What you should do:
Can you continue the article on the Government's tightened EPFO pension withdrawal norms, picking up after its final sentence?

Source extract:
-*-

Employees desiring to withdraw part of their pension fund at the time of retirement will not get to do so anymore with the Government tightening the withdrawal norms. 

The Government circulated the new norms for Employees Pension Scheme to all members of the Central Board of Trustees of Employees Provident Fund Organisation (EPFO) on October 16, nearly a month after taking the unilateral decision. 

The EPFO subscribers can no longer go for commutation of pension as the relevant clause under 'Paragraph 12A' has been deleted under the new norms. The paragraph 13 dealing with the option of drawing reduced pension as well as getting return on capital is also deleted. 

The Government also toned down the benefits for those who desire early retirement to avail the monthly pension checks. For this the Government has increased rate of reduction to four per cent from three per cent per year, if a subscriber desires to draw monthly pension from a date earlier than 58 years of age by amending the relevant clauses. 

"We got this notification last month but it came into effect from September 26. It was circulated in the second fortnight of October," Secretary Hind Mazdoor Sabha and a member of Central Board of Trustees (CBT) told PTI. 

He said, "However, the Government can make necessary changes as per the power conferred to it under Employees' Provident Funds and Miscellaneous Provision Act 1952, but it should be discussed with central trade unions' representatives as well as with CBT. Before implementing this scheme, it was discussed in CBT meeting as well as unionists."

-*-

Dataset entries:

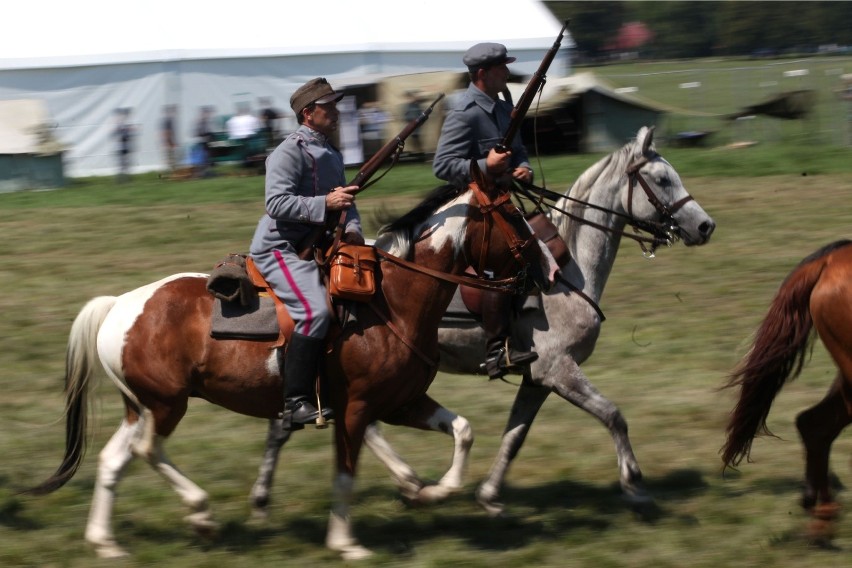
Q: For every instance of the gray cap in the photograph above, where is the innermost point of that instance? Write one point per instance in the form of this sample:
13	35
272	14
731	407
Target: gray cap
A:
314	91
486	55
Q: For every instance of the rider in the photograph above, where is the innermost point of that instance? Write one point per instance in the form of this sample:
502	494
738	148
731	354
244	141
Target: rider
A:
304	182
470	133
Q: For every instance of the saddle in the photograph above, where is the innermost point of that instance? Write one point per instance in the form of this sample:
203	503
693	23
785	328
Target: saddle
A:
246	307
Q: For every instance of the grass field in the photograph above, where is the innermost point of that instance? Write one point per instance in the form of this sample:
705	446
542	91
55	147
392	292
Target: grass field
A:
699	93
676	326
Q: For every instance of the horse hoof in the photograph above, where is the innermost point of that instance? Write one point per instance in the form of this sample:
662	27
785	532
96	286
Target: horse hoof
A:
111	550
259	516
354	552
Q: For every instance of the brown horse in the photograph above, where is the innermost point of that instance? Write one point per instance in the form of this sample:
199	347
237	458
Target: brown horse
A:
154	343
817	295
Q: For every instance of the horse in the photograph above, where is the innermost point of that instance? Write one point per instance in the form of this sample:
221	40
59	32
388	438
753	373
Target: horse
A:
815	300
590	218
155	344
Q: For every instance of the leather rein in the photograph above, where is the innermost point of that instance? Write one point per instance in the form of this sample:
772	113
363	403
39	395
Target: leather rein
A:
663	232
506	285
516	245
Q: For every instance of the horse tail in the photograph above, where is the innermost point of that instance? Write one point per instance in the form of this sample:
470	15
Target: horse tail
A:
80	364
777	355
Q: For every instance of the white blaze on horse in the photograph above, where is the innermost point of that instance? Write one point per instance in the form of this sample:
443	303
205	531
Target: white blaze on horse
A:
155	344
633	186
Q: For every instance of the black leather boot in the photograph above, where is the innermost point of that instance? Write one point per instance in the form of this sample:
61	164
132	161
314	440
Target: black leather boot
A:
501	359
300	367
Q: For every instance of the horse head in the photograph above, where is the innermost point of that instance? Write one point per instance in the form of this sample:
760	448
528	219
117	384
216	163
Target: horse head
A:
655	193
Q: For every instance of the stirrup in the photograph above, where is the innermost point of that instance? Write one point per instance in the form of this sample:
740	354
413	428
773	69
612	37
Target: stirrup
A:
301	412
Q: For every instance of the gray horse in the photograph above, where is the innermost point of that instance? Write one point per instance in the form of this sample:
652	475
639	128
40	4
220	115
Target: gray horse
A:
591	219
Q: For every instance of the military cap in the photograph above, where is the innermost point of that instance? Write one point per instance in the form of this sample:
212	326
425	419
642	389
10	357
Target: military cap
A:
314	91
486	55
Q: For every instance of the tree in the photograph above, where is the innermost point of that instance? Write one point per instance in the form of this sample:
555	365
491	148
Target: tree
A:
593	24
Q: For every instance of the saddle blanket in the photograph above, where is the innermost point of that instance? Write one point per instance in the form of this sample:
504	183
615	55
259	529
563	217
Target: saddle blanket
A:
256	321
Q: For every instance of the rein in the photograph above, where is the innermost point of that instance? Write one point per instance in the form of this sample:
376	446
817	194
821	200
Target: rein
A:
664	232
505	285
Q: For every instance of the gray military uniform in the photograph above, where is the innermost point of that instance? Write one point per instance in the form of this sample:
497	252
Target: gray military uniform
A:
475	126
300	173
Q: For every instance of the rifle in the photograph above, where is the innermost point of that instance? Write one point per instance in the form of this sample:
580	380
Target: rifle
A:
391	149
536	82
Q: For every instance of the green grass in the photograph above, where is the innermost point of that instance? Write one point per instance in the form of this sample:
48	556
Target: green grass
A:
729	85
676	326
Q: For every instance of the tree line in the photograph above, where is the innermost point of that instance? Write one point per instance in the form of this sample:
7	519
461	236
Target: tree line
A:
704	29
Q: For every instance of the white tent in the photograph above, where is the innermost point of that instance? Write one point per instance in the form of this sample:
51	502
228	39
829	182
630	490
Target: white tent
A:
88	58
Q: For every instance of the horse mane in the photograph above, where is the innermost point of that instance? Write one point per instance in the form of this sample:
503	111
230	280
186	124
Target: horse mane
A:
395	236
827	249
607	171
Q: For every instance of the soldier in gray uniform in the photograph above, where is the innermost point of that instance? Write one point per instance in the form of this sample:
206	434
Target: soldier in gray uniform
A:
470	133
304	181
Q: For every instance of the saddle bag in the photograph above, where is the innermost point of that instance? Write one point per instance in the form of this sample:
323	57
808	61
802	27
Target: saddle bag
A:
546	232
352	272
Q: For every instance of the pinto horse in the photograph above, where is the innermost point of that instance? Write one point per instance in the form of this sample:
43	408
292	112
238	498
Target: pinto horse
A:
815	297
591	218
154	343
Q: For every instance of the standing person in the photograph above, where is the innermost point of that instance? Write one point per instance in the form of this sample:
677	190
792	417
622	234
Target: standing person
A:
243	124
269	116
304	182
202	157
470	133
410	111
124	134
168	136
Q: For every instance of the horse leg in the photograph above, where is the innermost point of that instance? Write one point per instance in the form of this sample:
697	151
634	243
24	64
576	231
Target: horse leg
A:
404	476
425	414
571	384
349	435
276	437
527	403
818	427
112	461
150	447
575	387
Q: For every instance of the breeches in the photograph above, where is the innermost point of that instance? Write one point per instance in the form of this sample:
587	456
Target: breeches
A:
299	285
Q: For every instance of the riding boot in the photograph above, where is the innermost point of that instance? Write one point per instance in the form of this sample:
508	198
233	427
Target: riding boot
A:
496	320
301	365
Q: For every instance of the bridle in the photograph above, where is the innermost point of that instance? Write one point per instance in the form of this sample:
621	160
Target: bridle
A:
663	232
667	213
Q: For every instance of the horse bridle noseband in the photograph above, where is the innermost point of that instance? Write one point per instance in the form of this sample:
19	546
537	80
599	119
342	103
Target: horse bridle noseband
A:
668	222
634	175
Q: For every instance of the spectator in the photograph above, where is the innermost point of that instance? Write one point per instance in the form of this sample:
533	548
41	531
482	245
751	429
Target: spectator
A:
305	181
168	136
243	124
124	133
411	111
269	122
201	157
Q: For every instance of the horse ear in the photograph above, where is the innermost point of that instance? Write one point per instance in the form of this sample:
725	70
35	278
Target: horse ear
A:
648	140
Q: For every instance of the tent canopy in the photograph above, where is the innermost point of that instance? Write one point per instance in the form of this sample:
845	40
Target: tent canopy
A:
92	57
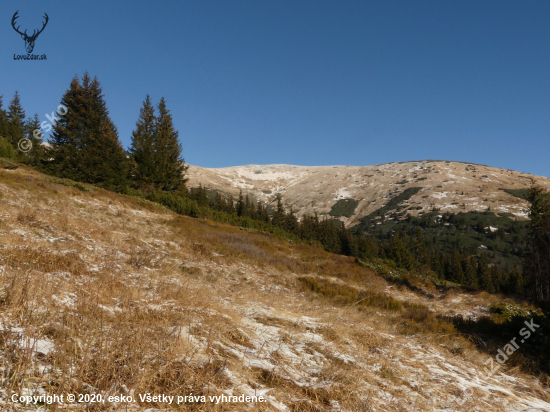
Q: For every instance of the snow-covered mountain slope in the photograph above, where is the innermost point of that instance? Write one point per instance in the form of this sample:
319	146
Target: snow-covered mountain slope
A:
102	294
449	186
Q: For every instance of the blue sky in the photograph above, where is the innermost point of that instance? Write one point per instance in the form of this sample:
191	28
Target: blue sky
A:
304	82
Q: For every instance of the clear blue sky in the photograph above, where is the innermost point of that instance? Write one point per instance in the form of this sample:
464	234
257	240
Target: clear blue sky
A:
305	82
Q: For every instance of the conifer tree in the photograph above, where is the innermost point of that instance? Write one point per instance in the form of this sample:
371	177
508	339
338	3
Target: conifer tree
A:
16	121
36	154
3	120
85	145
171	165
143	154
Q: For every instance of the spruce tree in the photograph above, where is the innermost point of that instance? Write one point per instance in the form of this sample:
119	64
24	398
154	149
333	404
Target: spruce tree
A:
36	154
143	148
171	166
3	120
16	121
85	140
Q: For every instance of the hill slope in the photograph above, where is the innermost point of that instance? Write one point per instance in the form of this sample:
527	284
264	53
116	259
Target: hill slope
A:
106	294
352	192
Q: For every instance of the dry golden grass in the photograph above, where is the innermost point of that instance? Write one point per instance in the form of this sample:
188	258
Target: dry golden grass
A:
101	293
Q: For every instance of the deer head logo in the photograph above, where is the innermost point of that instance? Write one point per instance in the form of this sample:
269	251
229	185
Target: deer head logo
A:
29	40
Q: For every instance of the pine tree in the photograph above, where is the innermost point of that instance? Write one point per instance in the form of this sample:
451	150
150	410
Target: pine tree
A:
142	150
3	120
16	121
37	152
85	140
171	166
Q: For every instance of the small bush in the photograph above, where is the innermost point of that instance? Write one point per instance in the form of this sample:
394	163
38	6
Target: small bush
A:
8	164
71	183
6	150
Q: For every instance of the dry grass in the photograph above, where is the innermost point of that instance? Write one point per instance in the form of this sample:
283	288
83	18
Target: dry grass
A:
102	293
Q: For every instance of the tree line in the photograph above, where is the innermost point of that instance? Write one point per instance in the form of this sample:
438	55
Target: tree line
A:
85	147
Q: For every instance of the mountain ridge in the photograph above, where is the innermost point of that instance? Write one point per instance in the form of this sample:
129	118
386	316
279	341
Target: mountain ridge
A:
445	185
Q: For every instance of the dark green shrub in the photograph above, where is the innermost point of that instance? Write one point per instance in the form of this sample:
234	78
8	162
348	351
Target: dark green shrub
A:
6	150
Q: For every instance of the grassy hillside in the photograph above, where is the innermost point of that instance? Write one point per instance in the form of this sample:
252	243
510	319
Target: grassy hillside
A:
107	294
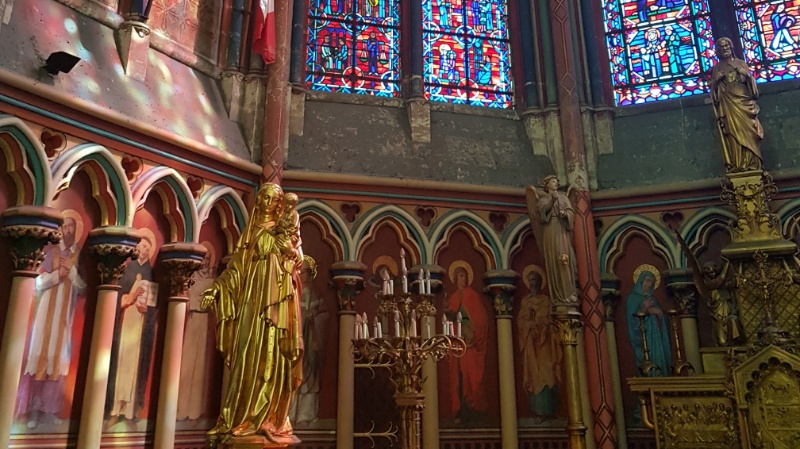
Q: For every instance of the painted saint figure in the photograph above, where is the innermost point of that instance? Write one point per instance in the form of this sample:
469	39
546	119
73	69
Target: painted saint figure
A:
467	389
541	353
58	285
192	390
137	293
258	327
642	300
305	405
734	94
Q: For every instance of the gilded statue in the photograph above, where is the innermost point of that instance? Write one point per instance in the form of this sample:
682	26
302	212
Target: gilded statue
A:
717	286
256	300
734	93
552	218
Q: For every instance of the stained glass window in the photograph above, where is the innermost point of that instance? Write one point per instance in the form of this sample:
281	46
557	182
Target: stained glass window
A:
354	46
466	52
769	31
658	49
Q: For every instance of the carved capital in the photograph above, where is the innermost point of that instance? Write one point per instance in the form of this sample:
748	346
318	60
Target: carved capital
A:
347	279
29	229
179	262
500	287
112	246
568	324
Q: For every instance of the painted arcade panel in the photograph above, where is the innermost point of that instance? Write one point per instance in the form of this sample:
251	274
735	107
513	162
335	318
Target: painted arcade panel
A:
468	385
315	404
53	371
538	356
639	265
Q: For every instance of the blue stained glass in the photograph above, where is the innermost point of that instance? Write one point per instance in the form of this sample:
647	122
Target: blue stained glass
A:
770	34
466	52
354	47
658	49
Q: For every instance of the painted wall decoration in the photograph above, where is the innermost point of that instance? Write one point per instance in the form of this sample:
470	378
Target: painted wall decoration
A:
769	31
658	49
48	378
466	52
354	47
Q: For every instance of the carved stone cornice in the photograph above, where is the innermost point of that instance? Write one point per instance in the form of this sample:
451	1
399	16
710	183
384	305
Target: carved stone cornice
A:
112	246
29	229
179	262
347	279
500	286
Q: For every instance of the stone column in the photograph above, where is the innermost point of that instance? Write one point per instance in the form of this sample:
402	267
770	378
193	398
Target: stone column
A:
274	147
26	230
178	261
568	323
348	280
611	298
500	286
680	286
111	246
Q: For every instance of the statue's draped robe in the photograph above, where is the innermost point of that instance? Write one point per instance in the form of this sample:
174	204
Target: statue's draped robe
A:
556	245
259	337
737	113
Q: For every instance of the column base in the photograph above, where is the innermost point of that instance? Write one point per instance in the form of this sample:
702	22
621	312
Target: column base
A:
259	442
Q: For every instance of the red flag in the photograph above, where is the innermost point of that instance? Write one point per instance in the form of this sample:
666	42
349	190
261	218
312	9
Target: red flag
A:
264	31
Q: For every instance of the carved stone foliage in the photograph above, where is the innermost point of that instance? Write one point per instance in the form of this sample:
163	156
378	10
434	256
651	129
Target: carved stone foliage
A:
689	422
111	259
27	244
178	274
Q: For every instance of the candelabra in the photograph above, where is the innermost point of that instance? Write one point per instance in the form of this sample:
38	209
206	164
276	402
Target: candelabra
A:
404	350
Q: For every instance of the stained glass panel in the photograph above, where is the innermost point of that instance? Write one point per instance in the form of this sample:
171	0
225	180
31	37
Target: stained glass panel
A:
658	49
769	32
466	52
354	47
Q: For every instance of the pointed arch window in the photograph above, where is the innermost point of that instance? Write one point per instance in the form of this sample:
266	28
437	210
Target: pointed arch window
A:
354	47
770	32
658	49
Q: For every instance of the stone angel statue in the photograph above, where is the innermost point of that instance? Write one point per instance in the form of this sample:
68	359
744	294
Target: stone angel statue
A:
716	285
552	218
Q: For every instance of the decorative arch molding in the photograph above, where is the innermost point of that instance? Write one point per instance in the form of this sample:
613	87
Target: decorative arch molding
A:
109	183
329	235
789	215
497	255
27	161
408	242
179	205
334	221
231	209
513	237
365	224
613	240
695	230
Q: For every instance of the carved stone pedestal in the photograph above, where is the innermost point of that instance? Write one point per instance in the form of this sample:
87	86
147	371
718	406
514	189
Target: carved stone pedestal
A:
259	442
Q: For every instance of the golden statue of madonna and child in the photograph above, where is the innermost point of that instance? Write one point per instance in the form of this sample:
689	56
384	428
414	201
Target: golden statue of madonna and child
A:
256	300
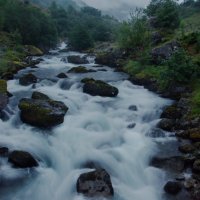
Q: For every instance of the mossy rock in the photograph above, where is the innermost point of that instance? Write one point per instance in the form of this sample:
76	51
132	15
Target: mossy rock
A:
33	51
80	69
40	96
99	88
3	87
42	113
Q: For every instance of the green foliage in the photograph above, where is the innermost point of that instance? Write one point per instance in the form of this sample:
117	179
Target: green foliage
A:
80	38
166	13
181	68
135	33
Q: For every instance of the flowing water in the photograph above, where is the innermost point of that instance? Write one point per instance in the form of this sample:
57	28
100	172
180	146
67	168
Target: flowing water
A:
94	130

-*-

Exercise answer:
He said, "When the matter of approval of the EPS 1995 came before Apex Court, the central trade unions supported the government considering its various benefits for subscribers. But now government has withdrawn some of those benefits without giving any heed to central trade unions." 

When asked about the deficits due to early withdrawals from the scheme, Nagpal replied, "The Government has already amended Table 'B' and 'D' which elaborates rate of returns keeping those between 7 and 8 per cent which was earlier hovering around 12 per cent." 

Adding further he explained, "Presently there are deficit of around Rs 25,000 crore, which would be made in a years time as the Government has implemented Table 'B' and 'D' in June this year. Now withdrawals would also reduce due reduction of interest rates."